[Point annotation dataset listing]
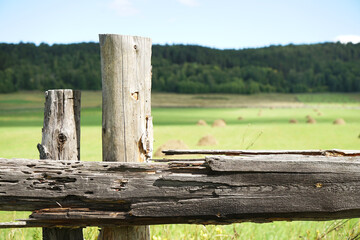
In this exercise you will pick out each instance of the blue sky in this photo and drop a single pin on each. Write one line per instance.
(213, 23)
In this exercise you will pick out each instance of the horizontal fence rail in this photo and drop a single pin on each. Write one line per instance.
(210, 190)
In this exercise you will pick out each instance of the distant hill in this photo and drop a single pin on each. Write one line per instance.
(326, 67)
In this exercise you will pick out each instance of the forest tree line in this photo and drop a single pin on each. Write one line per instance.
(325, 67)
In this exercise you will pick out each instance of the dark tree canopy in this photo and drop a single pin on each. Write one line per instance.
(326, 67)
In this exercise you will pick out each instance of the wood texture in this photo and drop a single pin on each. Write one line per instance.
(126, 120)
(214, 190)
(61, 141)
(126, 85)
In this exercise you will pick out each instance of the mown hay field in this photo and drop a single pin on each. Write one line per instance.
(251, 123)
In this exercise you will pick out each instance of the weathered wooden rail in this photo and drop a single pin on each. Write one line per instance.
(129, 191)
(212, 190)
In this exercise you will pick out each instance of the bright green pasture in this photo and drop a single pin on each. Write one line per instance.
(260, 128)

* Written task:
Can you reproduce the entire listing above verbatim, omitting the pictures?

* Solution to this task:
In this exercise you will pick out each instance of the blue sky in this photo and drop a single pin on each. Write one line per instance.
(213, 23)
In this exercise you will pick out each instance of the horizontal fence rail in this photo and drop a single pin on each. Write one line per instance.
(210, 190)
In this exercise you will pick out each instance of the distant hill in this photo and drop a single pin on each. Write one line per instance.
(326, 67)
In this exercise you will pick out each instance of the forest tree line in this photo and drop a single pin on each. Write one line per instance.
(325, 67)
In this exercise you will pick out each instance of the dark tree canopy in this photo and drop a single pin on each. Write one line per instance.
(326, 67)
In this exercise you will pick out each instance of the wood texture in this photo and drop a single pin on each. Write one line per instance.
(126, 120)
(214, 190)
(61, 141)
(126, 85)
In this exercise you will pick out each instance of the mown hay field in this photo and drop a single pin on each. Write one line per instance.
(251, 123)
In this exercise you will pick out each instance of the weathered wooden rail in this photo and drop a single pin on each. Write one line per instance.
(129, 191)
(212, 190)
In this exercise you will pick out each instance of the bright green pasture in this photo and drop a single pin on each. Write one line per instance.
(260, 128)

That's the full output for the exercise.